EXERCISE INSTRUCTIONS: Find every line in the rows below that contains the word "cloud", and copy each of those lines.

DATASET EXTRACT:

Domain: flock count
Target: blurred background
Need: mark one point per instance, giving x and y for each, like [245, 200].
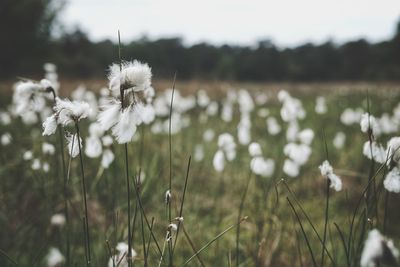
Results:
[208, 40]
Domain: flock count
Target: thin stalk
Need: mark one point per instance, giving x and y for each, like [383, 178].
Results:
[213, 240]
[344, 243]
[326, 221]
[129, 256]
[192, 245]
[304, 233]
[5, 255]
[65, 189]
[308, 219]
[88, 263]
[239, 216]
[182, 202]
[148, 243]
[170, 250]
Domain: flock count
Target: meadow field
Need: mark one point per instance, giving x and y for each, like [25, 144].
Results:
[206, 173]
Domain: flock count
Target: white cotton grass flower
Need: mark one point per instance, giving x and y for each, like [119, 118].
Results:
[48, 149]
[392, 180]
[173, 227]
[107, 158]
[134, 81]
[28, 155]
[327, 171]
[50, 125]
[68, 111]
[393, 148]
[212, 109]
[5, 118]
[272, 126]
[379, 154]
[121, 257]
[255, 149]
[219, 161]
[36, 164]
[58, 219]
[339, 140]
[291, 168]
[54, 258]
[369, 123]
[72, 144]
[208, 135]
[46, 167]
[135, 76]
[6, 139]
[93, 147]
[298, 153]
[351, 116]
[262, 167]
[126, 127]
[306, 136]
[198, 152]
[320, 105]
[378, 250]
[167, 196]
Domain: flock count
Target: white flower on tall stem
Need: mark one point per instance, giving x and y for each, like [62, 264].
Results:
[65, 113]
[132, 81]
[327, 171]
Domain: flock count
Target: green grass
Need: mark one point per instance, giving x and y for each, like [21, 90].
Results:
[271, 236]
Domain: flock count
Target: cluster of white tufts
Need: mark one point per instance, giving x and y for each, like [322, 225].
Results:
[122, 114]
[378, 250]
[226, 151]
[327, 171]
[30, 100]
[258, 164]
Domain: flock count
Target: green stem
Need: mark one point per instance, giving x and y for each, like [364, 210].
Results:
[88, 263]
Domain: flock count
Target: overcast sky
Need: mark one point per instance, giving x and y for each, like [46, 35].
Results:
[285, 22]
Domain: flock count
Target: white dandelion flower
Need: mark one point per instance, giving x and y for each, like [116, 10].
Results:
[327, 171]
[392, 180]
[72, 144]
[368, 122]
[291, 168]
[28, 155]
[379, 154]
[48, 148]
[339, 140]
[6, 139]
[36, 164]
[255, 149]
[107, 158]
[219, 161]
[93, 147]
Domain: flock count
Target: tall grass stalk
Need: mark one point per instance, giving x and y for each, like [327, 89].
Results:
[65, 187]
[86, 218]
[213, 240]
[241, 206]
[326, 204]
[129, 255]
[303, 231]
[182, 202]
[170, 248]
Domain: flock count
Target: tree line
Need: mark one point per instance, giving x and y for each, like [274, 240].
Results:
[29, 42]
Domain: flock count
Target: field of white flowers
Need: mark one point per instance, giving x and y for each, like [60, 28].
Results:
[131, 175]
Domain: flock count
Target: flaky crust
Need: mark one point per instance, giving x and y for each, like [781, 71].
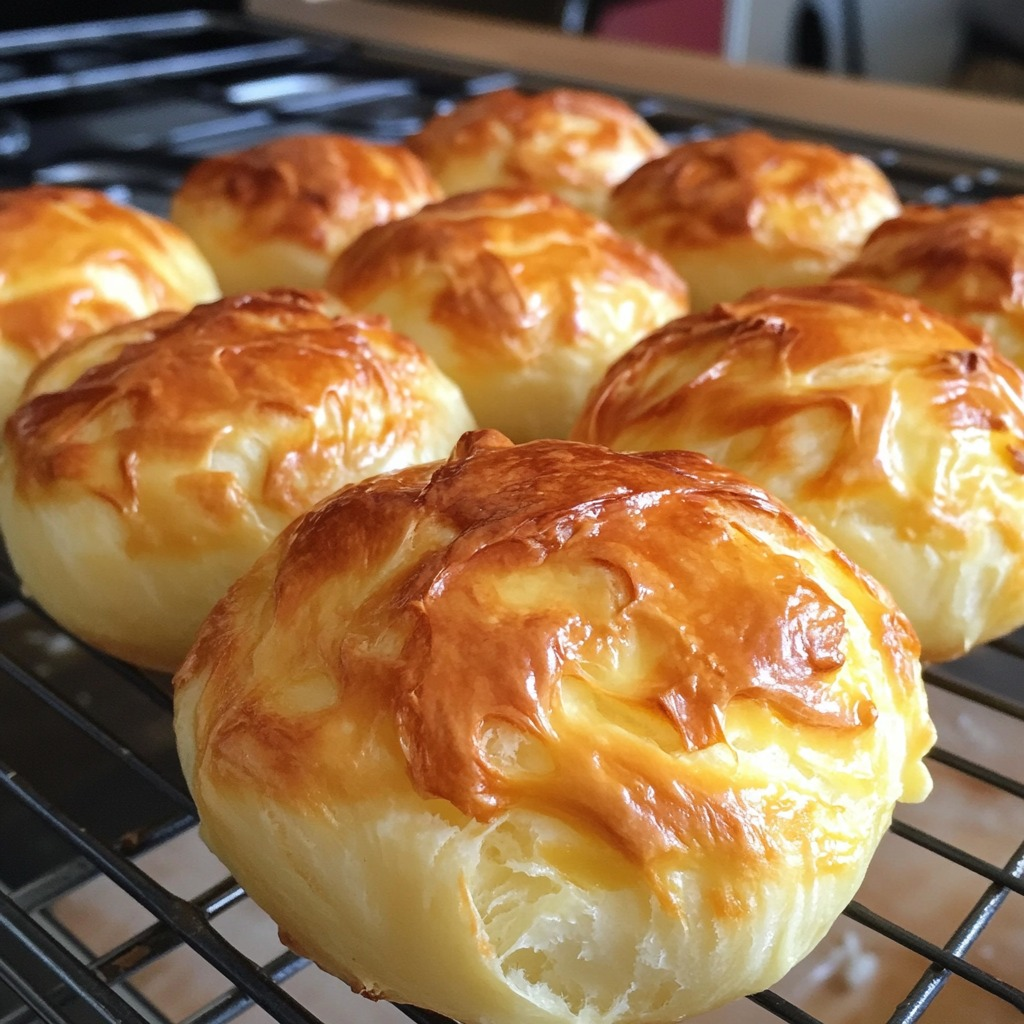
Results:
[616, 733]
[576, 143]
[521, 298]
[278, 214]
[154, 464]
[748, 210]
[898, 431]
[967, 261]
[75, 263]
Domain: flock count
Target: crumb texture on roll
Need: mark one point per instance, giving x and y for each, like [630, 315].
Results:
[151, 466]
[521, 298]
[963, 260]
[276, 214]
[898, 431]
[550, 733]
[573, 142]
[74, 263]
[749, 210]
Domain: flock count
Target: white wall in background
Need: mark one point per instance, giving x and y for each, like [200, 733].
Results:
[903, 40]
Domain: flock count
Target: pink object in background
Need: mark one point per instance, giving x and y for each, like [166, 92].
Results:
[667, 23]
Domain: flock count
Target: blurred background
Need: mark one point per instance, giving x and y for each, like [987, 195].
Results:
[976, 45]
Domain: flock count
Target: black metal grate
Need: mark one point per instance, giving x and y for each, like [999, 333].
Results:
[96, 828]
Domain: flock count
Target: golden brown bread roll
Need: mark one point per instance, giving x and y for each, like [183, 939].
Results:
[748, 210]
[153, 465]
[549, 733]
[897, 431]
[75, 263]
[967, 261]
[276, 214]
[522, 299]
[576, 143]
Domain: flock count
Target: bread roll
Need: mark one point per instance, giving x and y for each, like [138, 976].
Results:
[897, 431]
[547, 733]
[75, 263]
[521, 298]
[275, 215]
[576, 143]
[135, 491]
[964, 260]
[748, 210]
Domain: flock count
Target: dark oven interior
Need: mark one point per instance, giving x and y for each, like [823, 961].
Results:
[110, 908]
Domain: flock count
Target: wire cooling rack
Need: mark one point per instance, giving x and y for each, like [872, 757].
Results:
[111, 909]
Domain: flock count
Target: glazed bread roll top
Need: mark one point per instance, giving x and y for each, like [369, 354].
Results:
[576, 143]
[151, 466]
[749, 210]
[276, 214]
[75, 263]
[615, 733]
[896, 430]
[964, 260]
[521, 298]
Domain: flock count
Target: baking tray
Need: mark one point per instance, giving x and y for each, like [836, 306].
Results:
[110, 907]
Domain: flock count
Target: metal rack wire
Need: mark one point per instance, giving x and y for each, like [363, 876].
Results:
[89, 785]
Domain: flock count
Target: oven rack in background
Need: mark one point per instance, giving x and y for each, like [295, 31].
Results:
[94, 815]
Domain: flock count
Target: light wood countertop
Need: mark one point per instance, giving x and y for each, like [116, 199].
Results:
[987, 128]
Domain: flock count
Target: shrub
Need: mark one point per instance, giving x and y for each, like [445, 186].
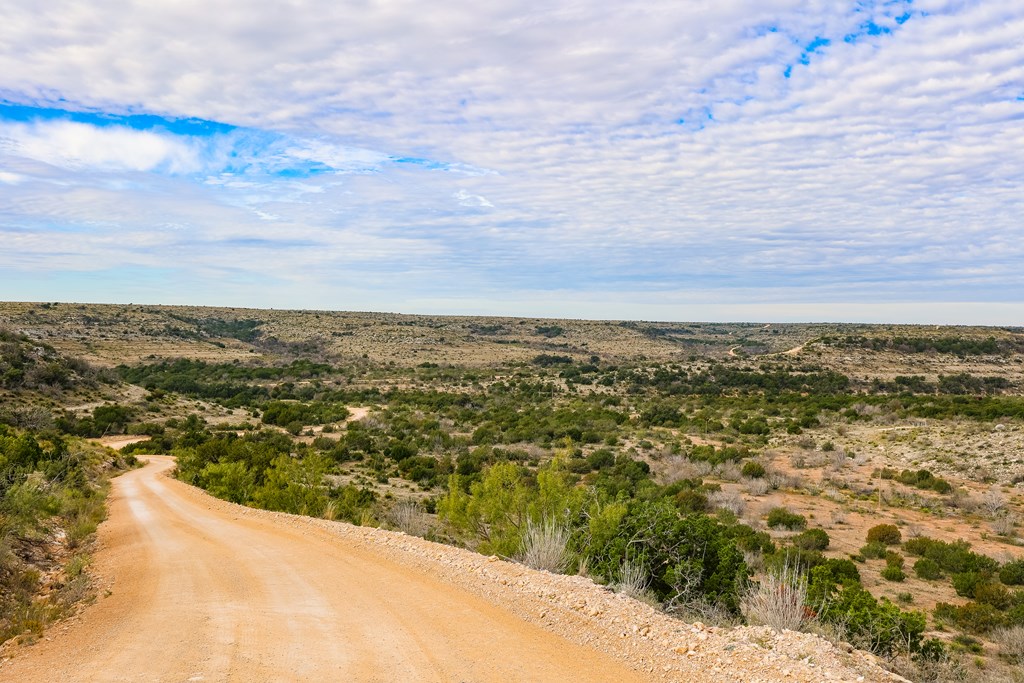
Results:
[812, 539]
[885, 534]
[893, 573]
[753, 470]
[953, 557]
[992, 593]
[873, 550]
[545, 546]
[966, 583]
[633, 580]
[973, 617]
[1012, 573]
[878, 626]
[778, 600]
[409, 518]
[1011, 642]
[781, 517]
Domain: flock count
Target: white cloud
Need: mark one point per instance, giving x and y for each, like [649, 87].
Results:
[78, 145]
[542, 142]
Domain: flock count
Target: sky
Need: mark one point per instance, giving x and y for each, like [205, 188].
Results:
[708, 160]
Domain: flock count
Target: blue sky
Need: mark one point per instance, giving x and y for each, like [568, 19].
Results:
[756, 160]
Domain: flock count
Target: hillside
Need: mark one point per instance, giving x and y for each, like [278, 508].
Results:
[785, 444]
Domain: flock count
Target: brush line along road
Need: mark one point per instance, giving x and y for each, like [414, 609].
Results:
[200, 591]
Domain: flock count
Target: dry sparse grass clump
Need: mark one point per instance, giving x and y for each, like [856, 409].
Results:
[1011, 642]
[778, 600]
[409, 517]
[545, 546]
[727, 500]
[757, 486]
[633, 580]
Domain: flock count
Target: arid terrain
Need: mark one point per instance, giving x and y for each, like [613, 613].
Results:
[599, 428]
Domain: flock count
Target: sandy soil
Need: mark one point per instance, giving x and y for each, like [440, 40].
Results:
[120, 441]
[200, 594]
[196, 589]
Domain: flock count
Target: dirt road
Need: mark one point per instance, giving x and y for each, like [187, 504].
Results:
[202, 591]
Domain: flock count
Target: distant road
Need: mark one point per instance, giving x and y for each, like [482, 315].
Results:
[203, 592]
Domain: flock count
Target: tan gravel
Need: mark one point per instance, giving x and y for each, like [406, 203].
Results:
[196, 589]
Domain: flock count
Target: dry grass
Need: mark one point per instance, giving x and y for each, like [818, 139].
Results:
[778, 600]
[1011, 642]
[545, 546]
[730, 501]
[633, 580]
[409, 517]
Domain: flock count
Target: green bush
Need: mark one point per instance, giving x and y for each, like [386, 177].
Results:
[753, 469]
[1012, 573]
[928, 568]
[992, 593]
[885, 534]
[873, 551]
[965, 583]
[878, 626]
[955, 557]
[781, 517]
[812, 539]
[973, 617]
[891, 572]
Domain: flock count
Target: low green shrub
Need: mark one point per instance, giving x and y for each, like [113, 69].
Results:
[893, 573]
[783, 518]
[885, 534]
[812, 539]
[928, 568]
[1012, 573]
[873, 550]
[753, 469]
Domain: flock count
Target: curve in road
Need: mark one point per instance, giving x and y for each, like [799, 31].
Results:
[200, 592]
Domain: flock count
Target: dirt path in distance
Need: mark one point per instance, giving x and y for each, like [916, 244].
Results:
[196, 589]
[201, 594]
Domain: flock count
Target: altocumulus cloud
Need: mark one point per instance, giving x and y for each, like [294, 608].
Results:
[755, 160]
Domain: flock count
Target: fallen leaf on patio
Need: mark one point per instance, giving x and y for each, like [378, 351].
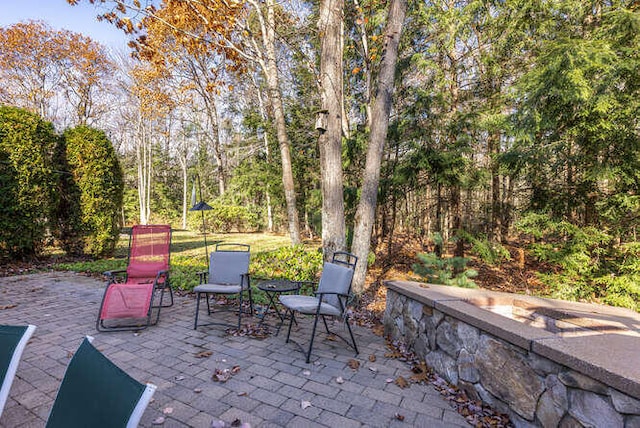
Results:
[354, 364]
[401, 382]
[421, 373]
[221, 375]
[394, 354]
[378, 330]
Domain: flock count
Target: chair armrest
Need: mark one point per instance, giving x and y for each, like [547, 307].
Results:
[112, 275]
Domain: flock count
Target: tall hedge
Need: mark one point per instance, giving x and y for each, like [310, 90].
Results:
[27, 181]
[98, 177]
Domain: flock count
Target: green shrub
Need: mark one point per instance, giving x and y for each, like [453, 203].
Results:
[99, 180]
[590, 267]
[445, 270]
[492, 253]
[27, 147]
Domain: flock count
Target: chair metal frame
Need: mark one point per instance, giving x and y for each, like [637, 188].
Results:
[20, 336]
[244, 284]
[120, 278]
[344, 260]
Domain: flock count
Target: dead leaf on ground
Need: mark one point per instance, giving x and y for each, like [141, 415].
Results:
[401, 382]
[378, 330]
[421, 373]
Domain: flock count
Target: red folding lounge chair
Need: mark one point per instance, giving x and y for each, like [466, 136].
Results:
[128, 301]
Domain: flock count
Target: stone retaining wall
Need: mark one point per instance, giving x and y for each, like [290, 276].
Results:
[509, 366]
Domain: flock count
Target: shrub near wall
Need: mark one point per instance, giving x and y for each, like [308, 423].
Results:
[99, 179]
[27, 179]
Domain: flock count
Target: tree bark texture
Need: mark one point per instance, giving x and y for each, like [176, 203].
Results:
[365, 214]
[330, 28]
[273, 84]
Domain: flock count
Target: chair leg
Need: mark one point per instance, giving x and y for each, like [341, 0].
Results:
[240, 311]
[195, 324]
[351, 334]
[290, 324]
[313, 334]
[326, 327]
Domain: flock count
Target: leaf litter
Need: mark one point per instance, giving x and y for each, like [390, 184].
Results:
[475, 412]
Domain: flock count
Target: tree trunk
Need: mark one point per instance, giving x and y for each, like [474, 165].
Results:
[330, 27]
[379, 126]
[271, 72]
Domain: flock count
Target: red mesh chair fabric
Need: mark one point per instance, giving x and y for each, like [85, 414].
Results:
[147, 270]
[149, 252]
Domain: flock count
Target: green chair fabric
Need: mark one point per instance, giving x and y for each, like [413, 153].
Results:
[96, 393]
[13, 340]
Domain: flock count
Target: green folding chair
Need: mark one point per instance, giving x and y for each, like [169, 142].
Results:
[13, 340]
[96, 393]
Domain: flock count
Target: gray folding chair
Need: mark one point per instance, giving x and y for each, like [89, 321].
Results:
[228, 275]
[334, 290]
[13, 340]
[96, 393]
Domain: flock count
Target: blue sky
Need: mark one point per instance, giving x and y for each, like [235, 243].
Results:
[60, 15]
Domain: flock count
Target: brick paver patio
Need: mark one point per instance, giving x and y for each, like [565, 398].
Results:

SOLUTION TO THIS PROBLEM:
Target: white cloud
Target: altocumulus cloud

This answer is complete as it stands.